## 掲載本文
·····
常微分方程式の数値解法(2) - 流体解析のあれこれ

SciPyのodeintを用いて以下のOrdinary Differential Equations (ODE)を解き，文献[1,2]のRobertson problemの数値解を再現する．

$\displaystyle y_1^{\prime} = -0.04 y_1 + 10^4 y_2 y_3$

$\displaystyle y_2^{\prime} = 0.04 y_1 - 10^4 y_2 y_3 - 3 \times 10^7 y_2^2$

$\displaystyle y_3^{\prime} = 3 \times 10^7 y_2^2$

ここで，初期値 $y_1 \left( 0 \right) = 1.0$ ， $y_2 \left( 0 \right) = 0.0$ ， $y_3 \left( 0 \right) = 0.0$ である．

[1] Thohura, S. and Rahman, A., Numerical Approach for Solving Stiff Differential Equations: A Comparative Study, GLOBAL JOURNAl OF SCIENCE FRONTIER RESEARCH MATHEMATICS AND DECISION SCIENCES, 13 (6) (2013)

[2] The Robertson Problem — Dymos

#
# Robertson problem in
# Thohura, S. and Rahman, A.,
# Numerical Approach for Solving Stiff Differential Equations:
# A Comparative Study,
# GLOBAL JOURNAl OF SCIENCE FRONTIER RESEARCH
# MATHEMATICS AND DECISION SCIENCES, 13 (6) (2013)
·····
## 目的
上のロバートソン問題の解説文を、最後の行の次から書き継ぐこと。

## 提供資料
·····
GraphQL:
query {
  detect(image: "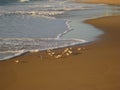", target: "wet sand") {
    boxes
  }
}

[0,16,120,90]
[75,0,120,5]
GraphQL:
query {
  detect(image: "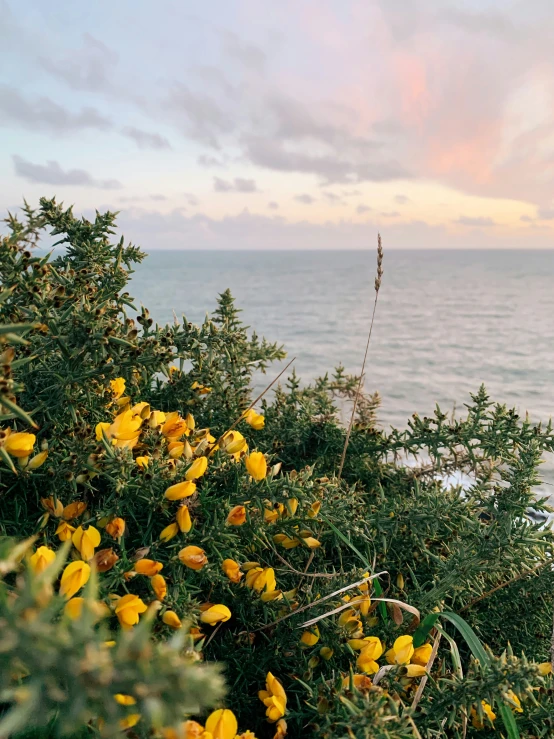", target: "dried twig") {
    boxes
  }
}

[337,234,383,480]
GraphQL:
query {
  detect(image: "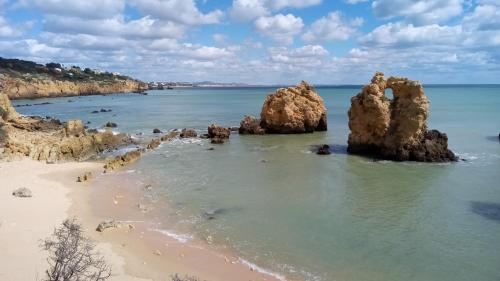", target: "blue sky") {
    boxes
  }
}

[0,0,500,84]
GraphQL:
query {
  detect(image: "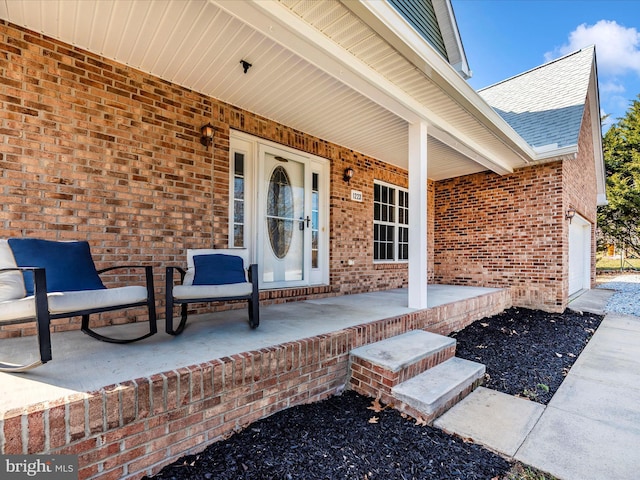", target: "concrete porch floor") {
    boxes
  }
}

[0,285,500,412]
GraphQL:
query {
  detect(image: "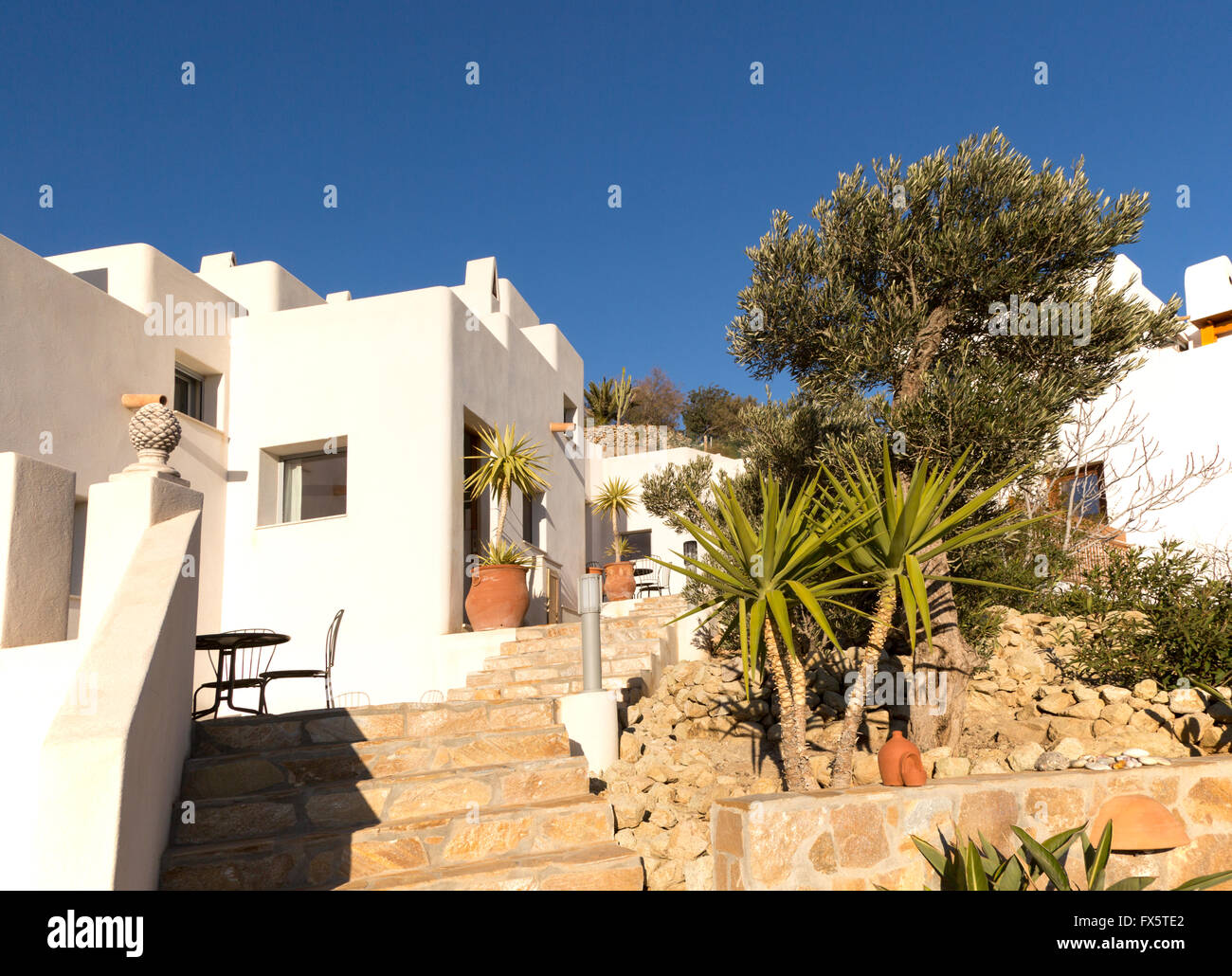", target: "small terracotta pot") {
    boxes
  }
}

[604,562,635,600]
[1087,794,1189,850]
[465,563,531,631]
[878,729,924,786]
·····
## 出力
#
import numpy as np
from scipy.integrate import odeint
import matplotlib.pyplot as plt

# right-hand side
def rhs(y, x):
    k1 = 0.04
    k2 = 3e7
    k3 = 1e4
    return [-k1*y[0] + k3*y[1]*y[2],
             k1*y[0] - k3*y[1]*y[2] - k2*y[1]**2,
                                      k2*y[1]**2]

# initial condition
y0 = [1.0, 0.0, 0.0]

# output interval
p = np.arange(0.0, 10.1, 0.001)
x = np.empty(10100)
i = 0
for t in p:
    x[i] = 10.0**t
    i += 1

# solve ode
y = odeint(rhs, y0, x)

# output
plt.xlabel('t')
plt.ylabel('y')
plt.xscale('log')
plt.yscale('log')
plt.plot(x, y[:,0], label='y1')
plt.plot(x, y[:,1], label='y2')
#plt.plot(x, y[:,1]*1e4)
plt.plot(x, y[:,2], label='y3')
plt.legend()
#plt.show()
plt.savefig('Thohura2013-Fig1.png')